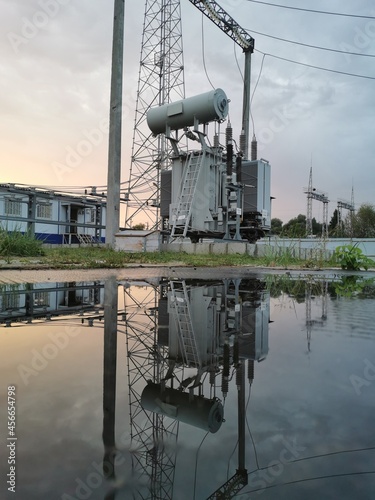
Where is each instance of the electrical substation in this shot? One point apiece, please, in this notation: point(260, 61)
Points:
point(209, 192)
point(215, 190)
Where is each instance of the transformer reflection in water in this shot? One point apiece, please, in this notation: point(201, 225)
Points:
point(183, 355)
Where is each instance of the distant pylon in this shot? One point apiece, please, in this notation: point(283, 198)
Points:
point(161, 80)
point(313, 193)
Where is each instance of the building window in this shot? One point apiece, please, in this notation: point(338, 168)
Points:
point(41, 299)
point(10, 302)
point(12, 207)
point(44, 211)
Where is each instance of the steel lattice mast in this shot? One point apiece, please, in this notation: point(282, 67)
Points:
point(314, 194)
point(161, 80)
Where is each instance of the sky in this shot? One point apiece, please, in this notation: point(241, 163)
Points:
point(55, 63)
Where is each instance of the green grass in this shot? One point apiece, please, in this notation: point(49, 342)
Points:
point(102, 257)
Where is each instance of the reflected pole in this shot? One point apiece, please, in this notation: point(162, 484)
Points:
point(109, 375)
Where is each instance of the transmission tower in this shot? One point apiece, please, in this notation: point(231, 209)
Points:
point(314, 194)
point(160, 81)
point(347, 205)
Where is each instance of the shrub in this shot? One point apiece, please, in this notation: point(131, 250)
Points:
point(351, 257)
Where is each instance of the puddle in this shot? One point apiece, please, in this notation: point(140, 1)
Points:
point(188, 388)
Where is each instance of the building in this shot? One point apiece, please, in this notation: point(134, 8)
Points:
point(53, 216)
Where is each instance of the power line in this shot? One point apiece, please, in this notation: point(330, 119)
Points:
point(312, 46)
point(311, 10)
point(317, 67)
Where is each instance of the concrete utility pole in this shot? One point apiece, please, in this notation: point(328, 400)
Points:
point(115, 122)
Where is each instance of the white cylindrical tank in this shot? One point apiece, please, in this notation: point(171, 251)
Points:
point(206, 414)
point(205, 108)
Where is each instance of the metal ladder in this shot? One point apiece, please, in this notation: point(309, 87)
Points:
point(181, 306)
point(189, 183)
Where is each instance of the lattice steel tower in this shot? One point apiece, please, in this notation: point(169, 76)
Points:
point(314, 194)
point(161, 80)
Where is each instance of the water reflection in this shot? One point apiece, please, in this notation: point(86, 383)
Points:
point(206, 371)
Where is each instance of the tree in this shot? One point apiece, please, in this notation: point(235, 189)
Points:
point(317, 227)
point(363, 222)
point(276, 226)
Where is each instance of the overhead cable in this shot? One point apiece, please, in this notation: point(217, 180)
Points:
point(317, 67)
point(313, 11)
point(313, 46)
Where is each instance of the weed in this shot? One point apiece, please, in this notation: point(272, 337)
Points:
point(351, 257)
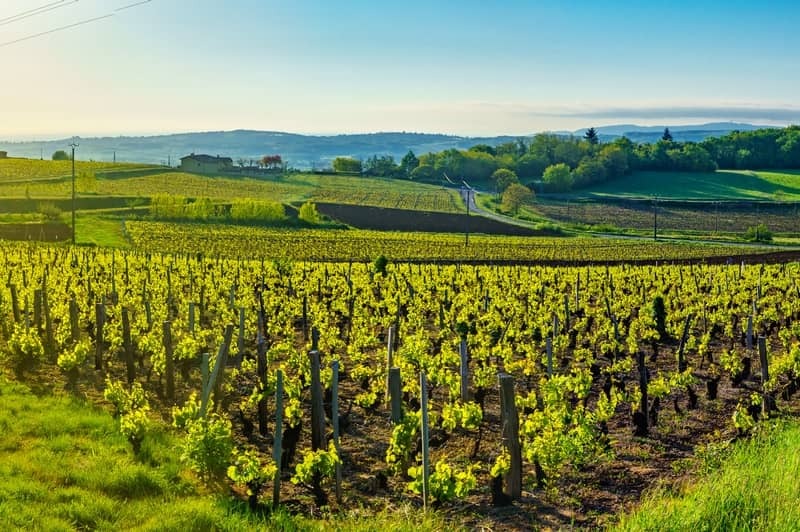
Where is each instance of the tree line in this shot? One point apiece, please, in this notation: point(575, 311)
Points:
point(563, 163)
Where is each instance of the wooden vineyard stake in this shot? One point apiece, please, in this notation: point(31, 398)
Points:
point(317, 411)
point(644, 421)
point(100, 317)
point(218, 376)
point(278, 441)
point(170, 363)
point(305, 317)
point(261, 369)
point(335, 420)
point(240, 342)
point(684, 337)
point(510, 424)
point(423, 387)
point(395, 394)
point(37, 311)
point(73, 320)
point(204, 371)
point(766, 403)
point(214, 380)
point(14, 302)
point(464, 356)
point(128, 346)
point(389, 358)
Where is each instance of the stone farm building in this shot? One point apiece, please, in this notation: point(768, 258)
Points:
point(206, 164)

==

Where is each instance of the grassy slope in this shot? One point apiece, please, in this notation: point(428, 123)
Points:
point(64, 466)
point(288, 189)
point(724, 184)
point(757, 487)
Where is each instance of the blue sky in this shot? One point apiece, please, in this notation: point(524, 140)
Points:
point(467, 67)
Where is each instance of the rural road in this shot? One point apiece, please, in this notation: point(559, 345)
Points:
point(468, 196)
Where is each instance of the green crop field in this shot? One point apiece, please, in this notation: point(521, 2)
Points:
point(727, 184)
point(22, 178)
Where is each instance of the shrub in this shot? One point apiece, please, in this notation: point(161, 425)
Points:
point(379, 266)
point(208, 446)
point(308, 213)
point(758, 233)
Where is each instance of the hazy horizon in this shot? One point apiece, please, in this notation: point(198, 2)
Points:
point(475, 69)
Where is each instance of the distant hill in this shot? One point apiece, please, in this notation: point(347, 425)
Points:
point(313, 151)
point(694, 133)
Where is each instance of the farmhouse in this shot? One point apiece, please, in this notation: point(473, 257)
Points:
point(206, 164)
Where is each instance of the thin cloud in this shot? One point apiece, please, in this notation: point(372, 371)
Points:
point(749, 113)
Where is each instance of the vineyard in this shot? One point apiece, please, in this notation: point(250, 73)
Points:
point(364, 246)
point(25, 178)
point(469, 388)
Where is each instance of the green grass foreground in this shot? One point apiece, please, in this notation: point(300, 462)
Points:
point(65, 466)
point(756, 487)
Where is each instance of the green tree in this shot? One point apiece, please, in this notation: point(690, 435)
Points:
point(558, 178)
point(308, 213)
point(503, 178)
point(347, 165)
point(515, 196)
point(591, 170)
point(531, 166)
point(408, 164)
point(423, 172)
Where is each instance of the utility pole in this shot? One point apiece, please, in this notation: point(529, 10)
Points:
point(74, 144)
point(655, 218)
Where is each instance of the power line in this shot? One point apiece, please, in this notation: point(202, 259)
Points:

==

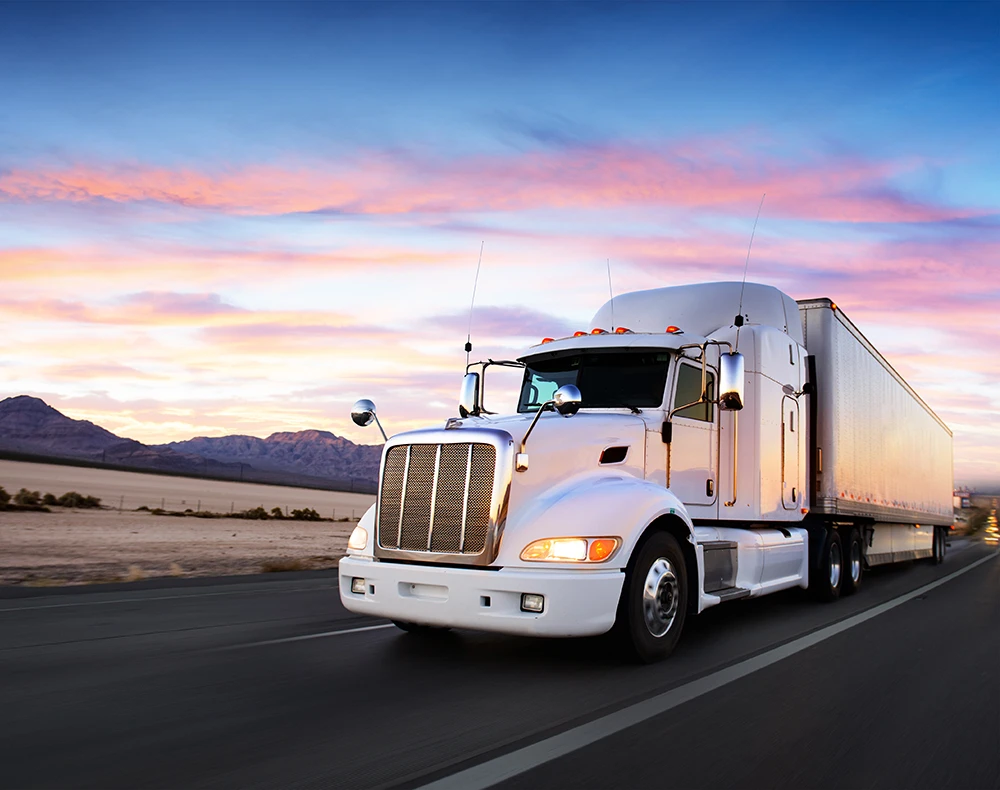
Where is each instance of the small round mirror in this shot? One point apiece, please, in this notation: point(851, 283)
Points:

[TASK DESCRIPTION] From the data above, return every line from the line that has "Where is each instance of the electrical" up to and including the line that has "Where is each instance of the transmission", exactly.

[FINISHED EXERCISE]
Where is each instance of the electrical substation in this shot? One point apiece, please, in this notation: point(260, 61)
Points:
point(209, 192)
point(215, 190)
Where is each instance of the transformer reflection in water in this shot? One point apiece, please, in this notation: point(201, 225)
Points:
point(183, 355)
Where is each instance of the distant pylon in this shot? One point apiece, please, in this notation: point(283, 198)
Points:
point(161, 80)
point(313, 193)
Where is each instance of the building window in this shot? One point apiece, please, in this notation: point(338, 168)
Points:
point(41, 299)
point(10, 302)
point(12, 207)
point(44, 211)
Where is each instance of the steel lattice mast in this shot? One point apiece, please, in this notation: point(282, 67)
Points:
point(314, 194)
point(161, 80)
Where is each instance of the sky in this shot? One point apiece, please, in this notation: point(241, 163)
Points:
point(55, 63)
Where is each instance of the green grass in this shot? One point apiece, please, in this notation: point(49, 342)
Points:
point(102, 257)
Where is each instance of the reflected pole in this shot? One point apiece, please, in this notation: point(162, 484)
Points:
point(109, 375)
Where is each instance of the transmission tower in this shot? One point apiece, please, in this notation: point(231, 209)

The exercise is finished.